- **PROBLEMS TO SOLVE**:
**a)** List every timestamp in the f2fs mailing-list excerpt, in the form the excerpt gives it.
**b)** Extend the f2fs mailing-list exchange, starting right after its last sentence.

On Thu, Sep 15, 2022 at 03:10:04PM +0800, Wu Bo wrote:
> On 2022/9/14 16:08, Philippe De Muyter wrote:
> 
> > Hello Wu Bo,
> >
> > On Wed, Sep 14, 2022 at 12:04:23PM +0800, Wu Bo wrote:
> >> As Philippe De Muyter reported:
> >> https://lore.kernel.org/linux-f2fs-devel/20220913224908.GA25100@172.21.0.10/T/#u
> >>
> >> The warning log showed that when finding a new space for nat the journal
> >> space turned out to be full. This because the journal_rwsem is not
> >> locked before the journal space checking. The journal space may become
> >> full just after we check it.
> >>
> >> Reported-by: Philippe De Muyter <phdm@...q.eu>
> >> Signed-off-by: Wu Bo <bo.wu@...o.com>
> >> ---
> >>  fs/f2fs/node.c    |  6 +++---
> >>  fs/f2fs/segment.c | 10 +++++-----
> >>  2 files changed, 8 insertions(+), 8 deletions(-)
> >>
> >
> > Thank you for your patch.
> >
> > Unfortunately it does not apply to my 4.1.15 or newer 4.1.y sources,
> > and I do not have the knowledge of f2fs internals to modify your
> > patch myself.  E.g. 4.1.y lacks the '.journal' field in the
> > 'struct curseg_info'.
> >
> > Could you make a version suitable for 4.1.y ?
> 
> My patch is just try to fix the 'offset < 0' warning you have meet. The
> probability of this is very low.

- **EXTRACTED MATERIAL**:
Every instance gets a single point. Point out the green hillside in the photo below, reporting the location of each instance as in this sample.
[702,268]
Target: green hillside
==
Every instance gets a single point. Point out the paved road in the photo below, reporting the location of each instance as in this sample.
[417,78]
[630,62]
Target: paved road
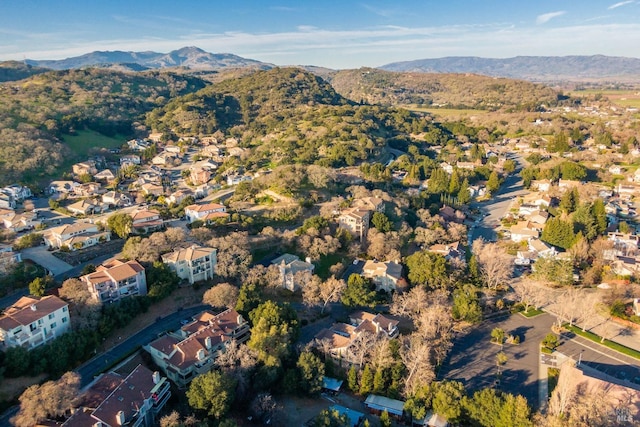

- **RESPONSES FOR EACH TASK**:
**a)**
- Thu, Sep 15, 2022 at 03:10:04PM +0800
- 2022/9/14 16:08
- Wed, Sep 14, 2022 at 12:04:23PM +0800

**b)**
> 
> 
> 
> To the fsck fixed report you found when doing fsck.f2fs, 'reset
> i_gc_failures' log seems normal. And 'Unreachable nat entries' maybe
> caused by the 'offset < 0' exception.
> 
> If your filesystem doesn't report fsck failures after these 2 cases, I
> think you don't need to worry about it too much.
> 
> Here is the patch for v4.1.y:
> 
> diff --git a/fs/f2fs/node.c b/fs/f2fs/node.c
> index 8ab0cf1930bd..fc4d87a1ddf0 100644
> --- a/fs/f2fs/node.c
> +++ b/fs/f2fs/node.c
> @@ -1837,12 +1837,12 @@ static void __flush_nat_entry_set(struct f2fs_sb_info *sbi,
>          * #1, flush nat entries to journal in current hot data summary block.
>          * #2, flush nat entries to nat page.
>          */
> +       mutex_lock(&curseg->curseg_mutex);
>         if (!__has_cursum_space(sum, set->entry_cnt, NAT_JOURNAL))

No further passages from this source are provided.